▶ **Tarefa A**
Copie palavra por palavra o trecho do debate sobre a Globo Filmes, começando em "Cléber Eduardo –" e terminando em "com dinheiro público...".
▶ **Tarefa B**
Dê continuidade ao debate sobre a Globo Filmes a partir da última fala mostrada.

▶ **Texto base**
==========

Cléber Eduardo – Eu queria fazer mais uma colocação: não dá pra se discutir a questão da Globo Filmes só nela. Porque toda a operação da Globo no cinema é absolutamente legal, ela faz parte do que as leis permitem que ela faça – ela não está fazendo nada de errado. Então, na verdade, o problema da Globo Filmes é um problema do Estado – de se criar uma legislação, que eu não sei qual é, e que provavelmente a própria classe cinematográfica também não sabe qual é, para que não haja esta concentração e este monopólio de público. O que me parece é que todo mundo quer fazer parte da Globo Filmes.

RG – Este monopólio não teria nada de errado se fosse uma conquista pura da empresa – só que ele é feito com intervenção de patrocínio estatal, com dinheiro público...

Felipe Bragança – Dinheiro e espaço de mídia também – há que se lembrar que a televisão é uma concessão pública, e parte essencial deste sucesso é a divulgação dos filmes na TV, não somente com propaganda como também ao longo da grade de programação, com inserção de elenco do filme em entrevistas, questões dos filmes em programas ficcionais, menções a eles, reportagens nos jornalísticos de temas semelhantes... Isso é arrendamento do monopólio audiovisual. Você tem um espaço de mídia, construído a partir de concessão pública, e vai emprestar este espaço para aqueles filmes que te interessam porque com eles você vai criar um retorno. Isso é arrendamento, como você faz com terra se você tem grande quantidade dela.

DC – E voltando ao que o Eduardo falou, especificamente do Homem que Copiava, você vê que é um filme que a Globo apenas apoiou, não é um filme da Globo, e você vê que ele fez 4 milhões e 600 mil reais de bilheteria no Brasil, aproximadamente. Quer dizer, visto simplesmente como investimento financeiro, ele pode dar dinheiro...

EV – Mas este número que você mencionou é renda total, tem aí a parte do exibidor, do distribuidor...

DC – É verdade, mas não está computado também aí vendas externas, para TV, etc. O que eu quero dizer é que um filme que tem uma divulgação boa, mesmo não sendo da grade de programação da TV que já tem este contato prévio com o público, ele pode entrar no mercado sim, desde que ele tenha esta certa inserção. Ele se sustenta da forma como a Lei do Audiovisual se propunha a ser (e parece que esqueceu), ou seja, possibilitar ao investidor ver que o seu investimento dá retorno e, a partir daí, fazer novos filmes sem precisar usar a Lei, que é um incentivo cultural.

CE – Mas eu não sei se, nessa matemática, se você abolir que o investimento de risco é quase nenhum, porque é feito com dinheiro público, se você vir isso com "dinheiro bom", eu não acho que dê retorno assim de um jeito tão simples.

==========

▶ **Dados brutos**

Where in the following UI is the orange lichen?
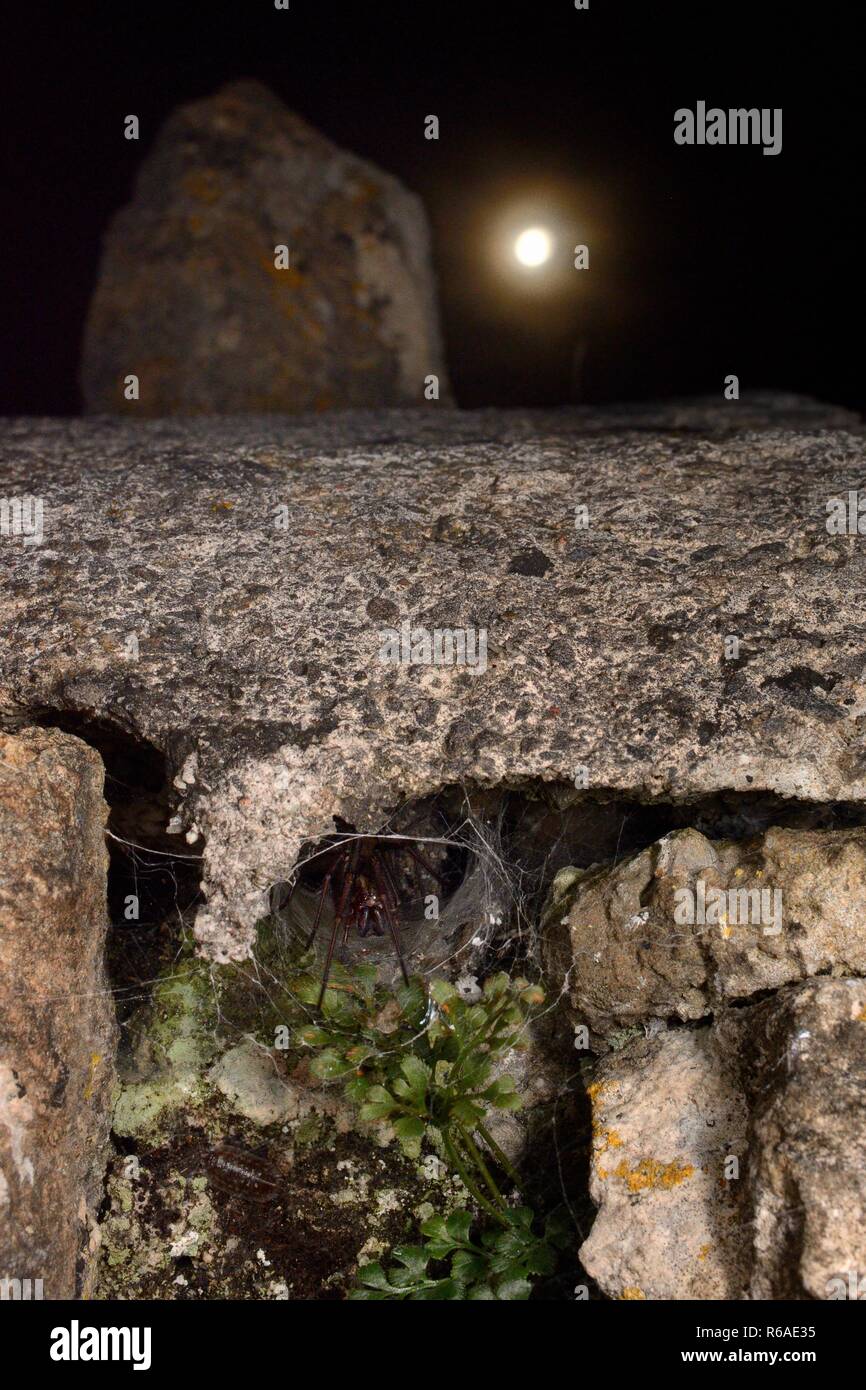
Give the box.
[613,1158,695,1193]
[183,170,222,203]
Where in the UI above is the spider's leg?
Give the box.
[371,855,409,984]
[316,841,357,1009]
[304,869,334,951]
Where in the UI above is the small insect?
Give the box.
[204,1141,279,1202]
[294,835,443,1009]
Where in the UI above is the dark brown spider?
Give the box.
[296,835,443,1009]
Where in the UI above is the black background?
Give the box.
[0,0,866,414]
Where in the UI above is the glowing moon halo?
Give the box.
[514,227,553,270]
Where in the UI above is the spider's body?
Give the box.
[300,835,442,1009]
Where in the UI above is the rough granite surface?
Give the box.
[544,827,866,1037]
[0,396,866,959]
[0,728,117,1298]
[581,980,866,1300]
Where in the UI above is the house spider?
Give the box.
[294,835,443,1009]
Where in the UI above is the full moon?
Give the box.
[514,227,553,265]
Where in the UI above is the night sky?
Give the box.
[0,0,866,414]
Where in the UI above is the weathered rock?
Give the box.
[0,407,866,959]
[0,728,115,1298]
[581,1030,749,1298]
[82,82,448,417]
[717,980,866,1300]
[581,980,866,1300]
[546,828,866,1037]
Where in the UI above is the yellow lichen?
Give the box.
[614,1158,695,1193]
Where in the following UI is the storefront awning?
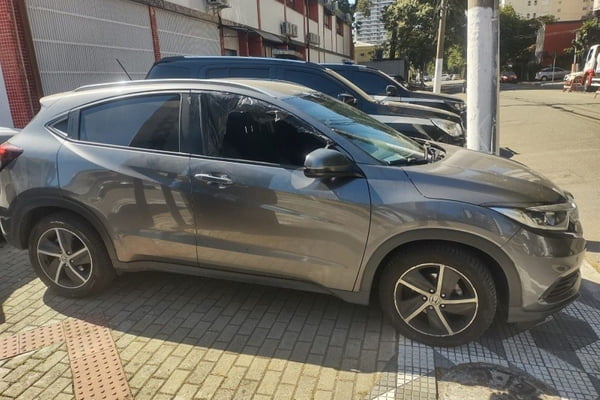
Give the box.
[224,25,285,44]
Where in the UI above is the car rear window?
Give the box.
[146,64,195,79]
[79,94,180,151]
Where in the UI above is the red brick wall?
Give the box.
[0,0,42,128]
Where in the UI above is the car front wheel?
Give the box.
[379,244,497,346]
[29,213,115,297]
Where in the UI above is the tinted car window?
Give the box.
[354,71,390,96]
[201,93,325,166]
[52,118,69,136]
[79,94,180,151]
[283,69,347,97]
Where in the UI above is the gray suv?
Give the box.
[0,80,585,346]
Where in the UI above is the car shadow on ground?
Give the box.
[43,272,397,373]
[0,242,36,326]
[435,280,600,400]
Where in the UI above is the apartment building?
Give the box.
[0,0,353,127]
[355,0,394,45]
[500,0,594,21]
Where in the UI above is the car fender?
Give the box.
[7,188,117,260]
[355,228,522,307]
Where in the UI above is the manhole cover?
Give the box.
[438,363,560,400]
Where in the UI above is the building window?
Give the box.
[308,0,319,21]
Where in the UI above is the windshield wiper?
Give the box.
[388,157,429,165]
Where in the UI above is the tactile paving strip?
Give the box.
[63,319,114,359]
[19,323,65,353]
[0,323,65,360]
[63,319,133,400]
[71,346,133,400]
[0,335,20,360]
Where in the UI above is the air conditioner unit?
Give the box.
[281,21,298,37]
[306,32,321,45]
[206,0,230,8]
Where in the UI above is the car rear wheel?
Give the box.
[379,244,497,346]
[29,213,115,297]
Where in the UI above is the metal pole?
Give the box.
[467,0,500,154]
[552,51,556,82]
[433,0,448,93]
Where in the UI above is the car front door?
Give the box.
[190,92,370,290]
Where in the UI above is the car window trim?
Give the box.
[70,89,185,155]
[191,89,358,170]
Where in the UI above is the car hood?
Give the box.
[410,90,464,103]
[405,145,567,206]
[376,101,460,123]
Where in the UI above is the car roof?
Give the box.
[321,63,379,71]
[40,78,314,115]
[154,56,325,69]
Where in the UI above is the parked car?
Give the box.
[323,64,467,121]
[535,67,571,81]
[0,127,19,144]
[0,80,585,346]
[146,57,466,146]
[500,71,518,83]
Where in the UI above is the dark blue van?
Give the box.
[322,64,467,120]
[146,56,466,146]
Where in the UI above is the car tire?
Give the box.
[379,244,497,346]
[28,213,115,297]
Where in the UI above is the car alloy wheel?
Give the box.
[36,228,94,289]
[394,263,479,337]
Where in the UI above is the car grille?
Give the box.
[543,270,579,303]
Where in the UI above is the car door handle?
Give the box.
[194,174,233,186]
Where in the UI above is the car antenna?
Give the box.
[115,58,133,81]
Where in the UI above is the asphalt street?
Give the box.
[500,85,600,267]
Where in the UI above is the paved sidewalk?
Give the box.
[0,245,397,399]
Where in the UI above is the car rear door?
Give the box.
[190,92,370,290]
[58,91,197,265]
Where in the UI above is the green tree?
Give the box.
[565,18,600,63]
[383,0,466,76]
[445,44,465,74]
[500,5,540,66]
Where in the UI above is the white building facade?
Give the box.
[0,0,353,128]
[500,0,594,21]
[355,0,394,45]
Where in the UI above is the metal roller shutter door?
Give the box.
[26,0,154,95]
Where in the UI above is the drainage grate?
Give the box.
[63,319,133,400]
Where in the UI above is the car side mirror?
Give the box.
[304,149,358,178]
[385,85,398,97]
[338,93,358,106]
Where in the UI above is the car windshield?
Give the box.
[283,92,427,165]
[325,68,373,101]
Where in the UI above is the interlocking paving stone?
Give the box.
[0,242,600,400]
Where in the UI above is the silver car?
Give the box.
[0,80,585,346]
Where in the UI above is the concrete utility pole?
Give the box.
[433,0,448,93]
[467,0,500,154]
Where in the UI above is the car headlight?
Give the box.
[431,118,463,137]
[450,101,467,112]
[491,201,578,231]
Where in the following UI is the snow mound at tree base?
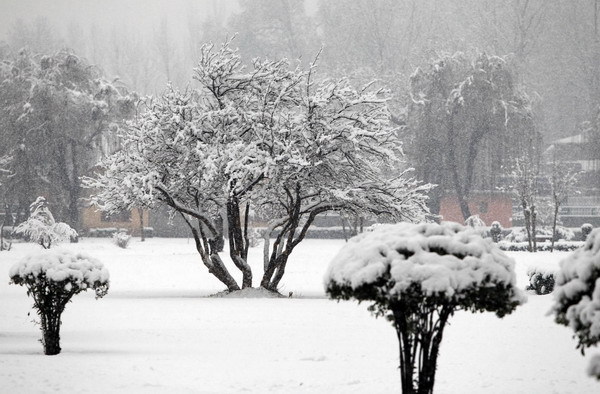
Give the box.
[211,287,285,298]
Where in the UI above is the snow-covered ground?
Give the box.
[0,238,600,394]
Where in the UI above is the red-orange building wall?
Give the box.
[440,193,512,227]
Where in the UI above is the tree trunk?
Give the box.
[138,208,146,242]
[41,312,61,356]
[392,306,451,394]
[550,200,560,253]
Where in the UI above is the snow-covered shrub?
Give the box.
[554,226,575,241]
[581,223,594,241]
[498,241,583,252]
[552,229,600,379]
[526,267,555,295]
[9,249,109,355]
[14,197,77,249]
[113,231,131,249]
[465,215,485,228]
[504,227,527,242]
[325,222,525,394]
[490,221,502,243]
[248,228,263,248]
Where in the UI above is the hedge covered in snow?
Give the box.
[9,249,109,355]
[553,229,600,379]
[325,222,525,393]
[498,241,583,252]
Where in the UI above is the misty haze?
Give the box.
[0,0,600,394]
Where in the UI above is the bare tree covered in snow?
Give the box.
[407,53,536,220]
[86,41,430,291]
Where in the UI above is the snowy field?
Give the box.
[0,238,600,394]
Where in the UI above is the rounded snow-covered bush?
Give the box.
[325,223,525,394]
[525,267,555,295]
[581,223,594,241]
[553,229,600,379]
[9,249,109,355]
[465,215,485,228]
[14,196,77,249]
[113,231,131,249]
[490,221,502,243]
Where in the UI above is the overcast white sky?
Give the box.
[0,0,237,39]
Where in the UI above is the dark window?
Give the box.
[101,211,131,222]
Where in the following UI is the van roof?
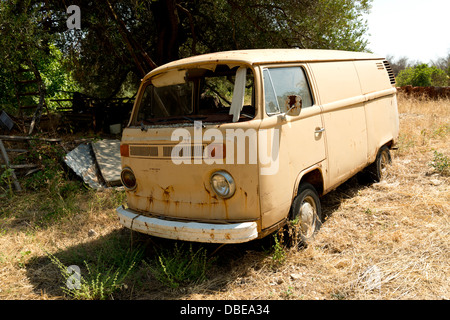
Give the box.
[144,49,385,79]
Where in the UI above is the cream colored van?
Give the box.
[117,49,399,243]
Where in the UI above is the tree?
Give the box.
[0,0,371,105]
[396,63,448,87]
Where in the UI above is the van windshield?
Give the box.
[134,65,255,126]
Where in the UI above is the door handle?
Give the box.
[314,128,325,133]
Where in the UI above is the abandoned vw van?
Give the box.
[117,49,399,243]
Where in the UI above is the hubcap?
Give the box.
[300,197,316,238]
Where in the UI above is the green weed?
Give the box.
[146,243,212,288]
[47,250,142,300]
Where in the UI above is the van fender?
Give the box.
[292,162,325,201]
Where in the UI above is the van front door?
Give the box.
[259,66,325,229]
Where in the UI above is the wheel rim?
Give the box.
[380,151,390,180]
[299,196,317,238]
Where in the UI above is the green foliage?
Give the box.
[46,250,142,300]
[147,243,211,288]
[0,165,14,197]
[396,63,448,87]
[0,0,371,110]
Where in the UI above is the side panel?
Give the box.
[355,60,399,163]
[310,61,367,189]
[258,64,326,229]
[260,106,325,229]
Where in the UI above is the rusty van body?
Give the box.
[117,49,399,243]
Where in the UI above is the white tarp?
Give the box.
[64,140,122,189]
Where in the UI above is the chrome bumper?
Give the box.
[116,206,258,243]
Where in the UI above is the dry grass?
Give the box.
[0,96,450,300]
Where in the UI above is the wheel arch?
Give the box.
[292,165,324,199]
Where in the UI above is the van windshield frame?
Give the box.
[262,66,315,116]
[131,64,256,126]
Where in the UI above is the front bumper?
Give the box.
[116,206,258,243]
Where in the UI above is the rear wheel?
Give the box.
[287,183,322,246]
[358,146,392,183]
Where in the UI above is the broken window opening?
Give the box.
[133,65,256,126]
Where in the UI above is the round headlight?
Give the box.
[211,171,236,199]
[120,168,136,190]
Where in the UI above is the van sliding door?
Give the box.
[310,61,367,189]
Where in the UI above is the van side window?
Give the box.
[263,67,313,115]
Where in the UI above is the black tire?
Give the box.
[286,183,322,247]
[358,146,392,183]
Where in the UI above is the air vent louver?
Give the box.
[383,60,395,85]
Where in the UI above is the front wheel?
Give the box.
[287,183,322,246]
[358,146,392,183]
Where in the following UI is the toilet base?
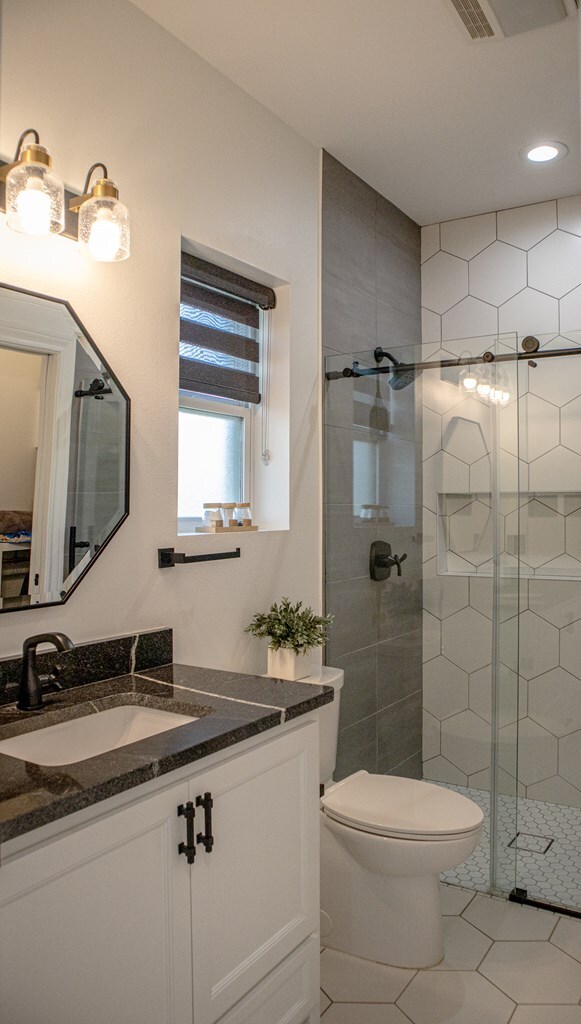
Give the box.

==========

▶ **Resposta A**
Cléber Eduardo – Eu queria fazer mais uma colocação: não dá pra se discutir a questão da Globo Filmes só nela. Porque toda a operação da Globo no cinema é absolutamente legal, ela faz parte do que as leis permitem que ela faça – ela não está fazendo nada de errado. Então, na verdade, o problema da Globo Filmes é um problema do Estado – de se criar uma legislação, que eu não sei qual é, e que provavelmente a própria classe cinematográfica também não sabe qual é, para que não haja esta concentração e este monopólio de público. O que me parece é que todo mundo quer fazer parte da Globo Filmes.

RG – Este monopólio não teria nada de errado se fosse uma conquista pura da empresa – só que ele é feito com intervenção de patrocínio estatal, com dinheiro público...

▶ **Resposta B**
DC – OK. Mas o primeiro ajuste necessário numa Lei como essa seria que o retorno financeiro que o sujeito consegue devesse ser obrigatoriamente voltado para uma nova produção - ou então que retornasse de outra forma. Eu admiro muito o Carandiru, e gosto muito do Hector Babenco, mas tá aqui na tabela – 29 milhões de reais de bilheteria. Depois desse lucro, os patrocinadores vão precisar entrar na Lei de novo pra investir em outro filme, ou o que voltar disso tudo vai ser reinvestido? Porque seria simples: se tal patrocinadora ou tal investidor tiveram tal retorno, eles devem reinvestir em produção, ou então não podem mais captar valores com as Leis de incentivo.

CE – Mas, de qualquer forma, eu volto a ressaltar, isso é tudo uma questão de Estado a ser discutida.

DC – Exato, e a Globo Filmes merece sim parabéns – era um sonho da classe cinematográfica que as TVs conseguissem se envolver com o cinema de forma a dinamizar a idéia da indústria. Mas deveriam se sustentar independentes do Estado. Não conseguem, mas sem dúvida é louvável o que acontece hoje - perto do que era a relação da Globo com o cinema brasileiro, por exemplo, nos anos 80. O ideal é que houvesse várias fontes deste tipo de investimento e essa coisa toda fosse democratizada – e inclusive que fosse utilizado pelo Estado a Rede Brasil. Não cabe de fato ficar culpando a Globo.

CE – E, nessa questão do filme médio, realmente nestes últimos dez anos isso tem sido recorrente. O que se alterou foi o patamar do que se considera o filme médio, que, se era de 100 a 300 mil espectadores, deu uma subida para pouco abaixo de um milhão. Porque os grandes sucessos antes estavam na casa do milhão, milhão e duzentos, e quando você quebra a barreira dos 3, 4 milhões, tudo é ampliado também. Mas é o miolo que é o grande problema nessa retomada, né?...

DC – E a gente falou do Homem que Copiava, mas o Amarelo Manga também merece este louvor, porque custou em torno de 800 mil e teve uma renda bruta em torno de 700 e tantos mil – então ele está razoavelmente equacionado, num outro patamar. E é um filme feito com a cara que seu diretor quis, sem concessões, e se prova bastante viável.

RG – É verdade que diante de trinta e pouco filmes você só deu dois exemplos...

DC – Mas o que eu quero dizer é que o mercado possibilita luzes, caminhos que podem ser seguidos – não estamos num momento em que ninguém sabe o que fazer. A questão é de Estado sim, mas também o Estado não está absolutamente perdido. Ele pode estar com dificuldades para iniciar seus movimentos, mas é importante se destacar que vemos aí alguns caminhos sim a se seguir.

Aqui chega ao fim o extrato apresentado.